(Directions for this task)
Return exactly the lines of the records below, starting at the line that contains "sky in the photo above." and ending at the line that contains "cumulus cloud in the photo above.", with both of those lines kept.

[Dataset entries]
········

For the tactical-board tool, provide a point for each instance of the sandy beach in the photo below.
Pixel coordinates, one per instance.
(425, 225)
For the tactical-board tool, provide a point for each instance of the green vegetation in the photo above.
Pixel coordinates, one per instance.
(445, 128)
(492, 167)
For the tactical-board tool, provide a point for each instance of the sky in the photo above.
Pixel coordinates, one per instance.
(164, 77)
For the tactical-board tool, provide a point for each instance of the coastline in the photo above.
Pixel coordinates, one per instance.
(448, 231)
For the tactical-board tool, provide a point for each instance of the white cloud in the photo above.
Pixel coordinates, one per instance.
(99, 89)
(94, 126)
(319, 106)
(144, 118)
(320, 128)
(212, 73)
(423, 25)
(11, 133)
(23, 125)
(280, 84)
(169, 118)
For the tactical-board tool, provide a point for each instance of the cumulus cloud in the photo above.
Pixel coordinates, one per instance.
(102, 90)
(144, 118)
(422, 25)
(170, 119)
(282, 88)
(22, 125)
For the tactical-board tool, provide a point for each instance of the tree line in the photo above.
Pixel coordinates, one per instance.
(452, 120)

········

(Answer)
For the tactical-board tool, provide a point for each instance of the sky in the photo above.
Pixel coordinates, one per instance.
(164, 77)
For the tactical-board tool, provide a point for each instance of the coastline in the photo above.
Pixel coordinates, one per instance.
(448, 231)
For the tactical-board tool, provide a point for each instance of the white cloud in the photo above.
Pixel coordinates, one per instance.
(99, 89)
(94, 126)
(319, 106)
(144, 118)
(320, 128)
(212, 73)
(423, 25)
(11, 133)
(23, 125)
(280, 84)
(169, 118)
For the tactical-board tool, provide a point for each instance of the cumulus cloud in the photo above.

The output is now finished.